_PROMPT_.
Every line in the records below with the string "query" is to be copied out.

_RECORDS PROVIDED_.
··········

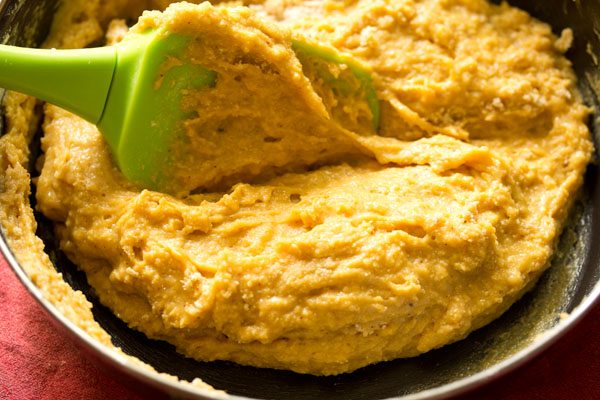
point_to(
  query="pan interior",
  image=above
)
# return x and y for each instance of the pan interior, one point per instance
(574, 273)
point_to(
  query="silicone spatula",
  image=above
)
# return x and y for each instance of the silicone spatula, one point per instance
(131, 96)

··········

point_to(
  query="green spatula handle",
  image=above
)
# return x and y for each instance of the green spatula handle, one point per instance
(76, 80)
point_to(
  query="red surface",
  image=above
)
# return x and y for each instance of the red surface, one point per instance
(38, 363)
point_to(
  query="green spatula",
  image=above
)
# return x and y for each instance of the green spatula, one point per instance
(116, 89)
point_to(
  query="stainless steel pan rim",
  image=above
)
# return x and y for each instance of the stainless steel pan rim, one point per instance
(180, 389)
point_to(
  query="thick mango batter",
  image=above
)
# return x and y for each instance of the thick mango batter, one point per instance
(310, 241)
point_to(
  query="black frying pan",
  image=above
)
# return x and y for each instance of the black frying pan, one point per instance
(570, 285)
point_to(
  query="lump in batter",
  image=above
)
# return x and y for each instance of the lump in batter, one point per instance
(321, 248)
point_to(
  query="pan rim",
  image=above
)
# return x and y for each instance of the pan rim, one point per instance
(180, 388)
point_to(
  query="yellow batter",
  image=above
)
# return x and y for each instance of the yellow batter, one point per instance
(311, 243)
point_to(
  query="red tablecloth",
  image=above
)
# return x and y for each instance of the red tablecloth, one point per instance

··········

_TASK RESULT_.
  query="pan interior",
  query="silicone spatula",
  query="green spatula handle",
  query="red surface",
  query="green spatula",
  query="stainless steel pan rim",
  query="thick mango batter",
  query="black frying pan",
  query="lump in batter",
  query="pan rim",
  query="yellow batter",
  query="red tablecloth",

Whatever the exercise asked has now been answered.